Net cash used in investing activities was $107.2 million and $21.1 million for the three months ended March 31, 2006 and 2005, respectively. Net cash used in investing for the period ending March 31, 2006 consisted of $51.6 million for the Hanover acquisition, $28.8 million for the North Texas Pipeline, $10.7 million for the Parker County gathering project and $13.2 million for various other capital projects. Net cash used in investing activities during 2005 related to the $9.3 million Graco acquisition, buying, refurbishing and installing treating plants, connecting new wells to various systems, pipeline integrity, pipeline relocation and various other internal growth projects.
 
Net cash provided by financing activities was $113.5 million for the three months ended March 31, 2006 compared to $22.6 million used in financing activities for the three months ended March 31, 2005. Net bank borrowings of $125.0 million were used to fund activities discussed in investing activities. Distributions to partners totaled $ $17.1 million in the first quarter of 2006 compared to $10.2 million in the first quarter of 2005. Drafts payable increased by $3.0 million for the three months ended March 31, 2006 as compared to a decrease in drafts payable of $14.2 million. In order to reduce our interest costs, we do not borrow money to fund outstanding checks until they are presented to the bank. Fluctuations in drafts payable are caused by timing of disbursements, cash receipts and draws on our revolving credit facility.

● STORED RECORDS:
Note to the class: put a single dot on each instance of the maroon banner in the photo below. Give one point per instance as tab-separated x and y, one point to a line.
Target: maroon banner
---
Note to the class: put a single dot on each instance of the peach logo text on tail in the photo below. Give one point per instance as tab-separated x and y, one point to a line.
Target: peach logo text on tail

● REQUIRED WORK:
[A] Rewrite the cash flow passage between "Net cash used in investing activities was" and "internal growth projects.", inclusive, changing "investing activities" to "investment activities".
[B] Does the cash flow passage support each statement below? Give yes or no for each, with the deciding words from the passage quoted.
(i) Net bank borrowings came to $125.0 million.
(ii) Distributions to partners in the first quarter of 2005 were $17.1 million.
(iii) Money is borrowed to fund outstanding checks before they are presented to the bank.

● SOLUTIONS TO EACH TASK:
[A]
Net cash used in investment activities was $107.2 million and $21.1 million for the three months ended March 31, 2006 and 2005, respectively. Net cash used in investing for the period ending March 31, 2006 consisted of $51.6 million for the Hanover acquisition, $28.8 million for the North Texas Pipeline, $10.7 million for the Parker County gathering project and $13.2 million for various other capital projects. Net cash used in investment activities during 2005 related to the $9.3 million Graco acquisition, buying, refurbishing and installing treating plants, connecting new wells to various systems, pipeline integrity, pipeline relocation and various other internal growth projects.

[B]
(i) Yes: "Net bank borrowings of $125.0 million were used to fund activities discussed in investing activities."
(ii) No: "compared to $10.2 million in the first quarter of 2005"
(iii) No: "we do not borrow money to fund outstanding checks until they are presented to the bank."